** STATED TASK **
Beginning at the line containing "woman's face in the photo above." and continuing to the end of the records below, give each line again exactly as it stands, and only those lines.

[Recorded data]
= = = = =

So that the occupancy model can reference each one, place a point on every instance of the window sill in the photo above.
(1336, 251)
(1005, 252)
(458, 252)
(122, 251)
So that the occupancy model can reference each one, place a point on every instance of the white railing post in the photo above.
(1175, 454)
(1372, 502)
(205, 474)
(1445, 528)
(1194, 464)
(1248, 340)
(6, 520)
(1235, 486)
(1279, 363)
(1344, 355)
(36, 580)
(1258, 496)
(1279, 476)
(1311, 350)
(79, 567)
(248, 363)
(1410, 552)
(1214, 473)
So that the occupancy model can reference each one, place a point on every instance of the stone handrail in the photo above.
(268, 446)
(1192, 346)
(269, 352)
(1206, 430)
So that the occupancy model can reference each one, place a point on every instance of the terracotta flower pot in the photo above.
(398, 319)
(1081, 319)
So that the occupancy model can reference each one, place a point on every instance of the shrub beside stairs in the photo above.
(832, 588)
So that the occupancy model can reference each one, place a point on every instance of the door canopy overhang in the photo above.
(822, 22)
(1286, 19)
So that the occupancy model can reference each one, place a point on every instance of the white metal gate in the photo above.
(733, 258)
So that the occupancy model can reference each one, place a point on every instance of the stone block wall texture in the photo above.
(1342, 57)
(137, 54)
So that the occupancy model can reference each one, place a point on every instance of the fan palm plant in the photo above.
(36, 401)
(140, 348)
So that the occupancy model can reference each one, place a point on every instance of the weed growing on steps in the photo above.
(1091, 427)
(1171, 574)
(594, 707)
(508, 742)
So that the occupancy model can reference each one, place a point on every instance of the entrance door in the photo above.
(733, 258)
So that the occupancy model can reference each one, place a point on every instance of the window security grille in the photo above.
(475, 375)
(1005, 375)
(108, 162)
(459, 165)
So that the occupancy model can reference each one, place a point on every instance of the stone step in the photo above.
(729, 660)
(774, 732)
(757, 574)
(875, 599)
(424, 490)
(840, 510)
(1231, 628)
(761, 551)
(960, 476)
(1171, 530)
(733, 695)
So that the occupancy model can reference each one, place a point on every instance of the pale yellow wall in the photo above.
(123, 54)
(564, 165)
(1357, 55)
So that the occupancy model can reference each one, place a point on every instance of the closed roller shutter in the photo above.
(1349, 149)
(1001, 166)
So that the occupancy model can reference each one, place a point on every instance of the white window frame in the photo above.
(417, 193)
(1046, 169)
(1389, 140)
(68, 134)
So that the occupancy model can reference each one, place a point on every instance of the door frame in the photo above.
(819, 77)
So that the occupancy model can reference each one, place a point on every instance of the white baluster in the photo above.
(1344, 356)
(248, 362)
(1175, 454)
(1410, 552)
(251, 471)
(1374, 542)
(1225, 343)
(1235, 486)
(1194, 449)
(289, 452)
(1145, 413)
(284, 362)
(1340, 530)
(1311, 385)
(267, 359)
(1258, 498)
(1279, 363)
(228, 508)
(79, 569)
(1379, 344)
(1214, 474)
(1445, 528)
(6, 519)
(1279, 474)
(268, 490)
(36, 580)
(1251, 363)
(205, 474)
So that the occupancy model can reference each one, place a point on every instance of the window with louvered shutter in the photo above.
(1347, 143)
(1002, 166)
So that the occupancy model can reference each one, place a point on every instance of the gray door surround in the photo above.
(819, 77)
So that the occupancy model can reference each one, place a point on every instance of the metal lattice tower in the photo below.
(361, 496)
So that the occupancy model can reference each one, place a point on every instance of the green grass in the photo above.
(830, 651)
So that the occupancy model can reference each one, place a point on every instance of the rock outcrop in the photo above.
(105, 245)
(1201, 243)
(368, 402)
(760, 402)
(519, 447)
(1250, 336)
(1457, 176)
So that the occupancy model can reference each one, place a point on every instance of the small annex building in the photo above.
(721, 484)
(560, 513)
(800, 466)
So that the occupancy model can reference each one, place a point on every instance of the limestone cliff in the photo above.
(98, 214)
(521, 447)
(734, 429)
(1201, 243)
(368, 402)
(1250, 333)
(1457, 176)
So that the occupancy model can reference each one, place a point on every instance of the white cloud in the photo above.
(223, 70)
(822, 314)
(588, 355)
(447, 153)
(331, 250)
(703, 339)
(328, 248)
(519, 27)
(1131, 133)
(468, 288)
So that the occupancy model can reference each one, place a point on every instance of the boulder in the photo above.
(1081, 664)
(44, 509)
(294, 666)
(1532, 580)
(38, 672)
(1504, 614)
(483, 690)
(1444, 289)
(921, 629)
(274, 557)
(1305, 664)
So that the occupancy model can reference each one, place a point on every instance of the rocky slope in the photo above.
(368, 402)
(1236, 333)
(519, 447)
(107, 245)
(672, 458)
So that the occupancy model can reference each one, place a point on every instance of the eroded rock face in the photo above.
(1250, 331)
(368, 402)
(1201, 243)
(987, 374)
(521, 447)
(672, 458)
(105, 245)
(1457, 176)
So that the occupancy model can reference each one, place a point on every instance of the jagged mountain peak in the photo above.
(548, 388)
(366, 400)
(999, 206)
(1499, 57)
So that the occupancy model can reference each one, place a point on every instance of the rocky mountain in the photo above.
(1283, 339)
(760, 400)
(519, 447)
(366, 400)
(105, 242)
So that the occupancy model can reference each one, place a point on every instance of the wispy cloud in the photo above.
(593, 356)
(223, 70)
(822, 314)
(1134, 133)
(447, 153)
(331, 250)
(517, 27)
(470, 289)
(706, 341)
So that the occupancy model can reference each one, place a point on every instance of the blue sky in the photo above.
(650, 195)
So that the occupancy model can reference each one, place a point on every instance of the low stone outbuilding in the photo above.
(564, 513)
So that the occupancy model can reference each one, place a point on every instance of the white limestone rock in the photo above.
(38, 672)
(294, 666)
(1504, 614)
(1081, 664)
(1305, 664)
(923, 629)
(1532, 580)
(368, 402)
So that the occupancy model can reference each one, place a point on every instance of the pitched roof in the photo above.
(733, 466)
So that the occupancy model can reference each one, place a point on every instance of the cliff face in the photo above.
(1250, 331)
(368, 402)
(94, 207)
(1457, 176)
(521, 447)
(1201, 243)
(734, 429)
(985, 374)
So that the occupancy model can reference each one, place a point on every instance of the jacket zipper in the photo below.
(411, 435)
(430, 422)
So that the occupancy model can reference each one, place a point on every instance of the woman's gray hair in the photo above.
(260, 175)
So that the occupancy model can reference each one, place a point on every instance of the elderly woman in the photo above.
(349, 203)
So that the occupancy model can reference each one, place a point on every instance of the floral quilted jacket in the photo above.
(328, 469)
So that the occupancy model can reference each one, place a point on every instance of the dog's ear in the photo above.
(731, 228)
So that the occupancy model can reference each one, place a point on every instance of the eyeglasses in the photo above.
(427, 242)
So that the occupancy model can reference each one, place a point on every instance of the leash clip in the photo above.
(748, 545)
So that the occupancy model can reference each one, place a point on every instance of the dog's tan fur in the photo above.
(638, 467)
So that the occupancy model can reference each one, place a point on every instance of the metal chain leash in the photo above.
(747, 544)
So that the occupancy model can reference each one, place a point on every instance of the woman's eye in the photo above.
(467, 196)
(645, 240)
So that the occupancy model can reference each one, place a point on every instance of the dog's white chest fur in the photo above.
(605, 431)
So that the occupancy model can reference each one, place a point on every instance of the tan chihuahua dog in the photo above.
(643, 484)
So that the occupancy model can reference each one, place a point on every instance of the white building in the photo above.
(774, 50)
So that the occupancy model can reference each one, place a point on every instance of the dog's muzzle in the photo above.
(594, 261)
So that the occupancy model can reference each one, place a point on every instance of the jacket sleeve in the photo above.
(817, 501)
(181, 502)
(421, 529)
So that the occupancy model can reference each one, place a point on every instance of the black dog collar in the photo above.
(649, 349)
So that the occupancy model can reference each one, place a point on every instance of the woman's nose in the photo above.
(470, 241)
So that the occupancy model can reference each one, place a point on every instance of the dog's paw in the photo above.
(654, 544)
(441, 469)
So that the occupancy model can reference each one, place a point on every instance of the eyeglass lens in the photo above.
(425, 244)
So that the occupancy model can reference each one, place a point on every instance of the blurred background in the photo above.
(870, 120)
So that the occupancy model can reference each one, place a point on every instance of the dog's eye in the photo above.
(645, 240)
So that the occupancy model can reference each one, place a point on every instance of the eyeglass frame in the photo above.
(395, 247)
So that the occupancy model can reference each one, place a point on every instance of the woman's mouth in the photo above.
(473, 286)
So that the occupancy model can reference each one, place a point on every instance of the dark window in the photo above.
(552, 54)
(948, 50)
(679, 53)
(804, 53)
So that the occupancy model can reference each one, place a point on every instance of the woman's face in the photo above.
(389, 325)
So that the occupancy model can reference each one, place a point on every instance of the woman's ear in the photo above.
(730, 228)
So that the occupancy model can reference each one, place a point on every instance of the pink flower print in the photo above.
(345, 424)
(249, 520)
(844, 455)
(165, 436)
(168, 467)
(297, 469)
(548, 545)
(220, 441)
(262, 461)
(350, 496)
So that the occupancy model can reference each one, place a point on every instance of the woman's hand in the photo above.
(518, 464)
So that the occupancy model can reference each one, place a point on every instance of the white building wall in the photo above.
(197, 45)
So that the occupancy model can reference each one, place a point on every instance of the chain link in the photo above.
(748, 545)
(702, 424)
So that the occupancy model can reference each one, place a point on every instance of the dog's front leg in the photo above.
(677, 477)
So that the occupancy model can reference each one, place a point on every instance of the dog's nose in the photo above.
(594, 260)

= = = = =

** FINISHED ANSWER **
So that the occupancy model can reference each one, place a point on every instance of the woman's face in the photo above.
(389, 325)
So that the occupancy model can reference each one, place a point on every instance of the woman's ear in the photo above.
(730, 228)
So that the occupancy model can reference each one, place a point on every instance of the pink flower print in the photo above.
(345, 424)
(249, 520)
(844, 455)
(165, 436)
(168, 467)
(297, 469)
(548, 545)
(220, 441)
(262, 461)
(350, 496)
So that the occupancy model can reference each one, place a point on every instance of the woman's hand in the photo above.
(518, 464)
So that the occupancy model can reference each one, place a point on every instance of the white building wall in the photo above.
(197, 45)
So that the occupancy model can reference each one, place a point on every instance of the chain link in the photo above.
(748, 545)
(702, 424)
So that the occupancy model can reference each one, place a point on every instance of the dog's front leg in the photo above.
(677, 477)
So that the occupancy model can reference each one, place a point on every instance of the dog's nose in the photo above.
(594, 260)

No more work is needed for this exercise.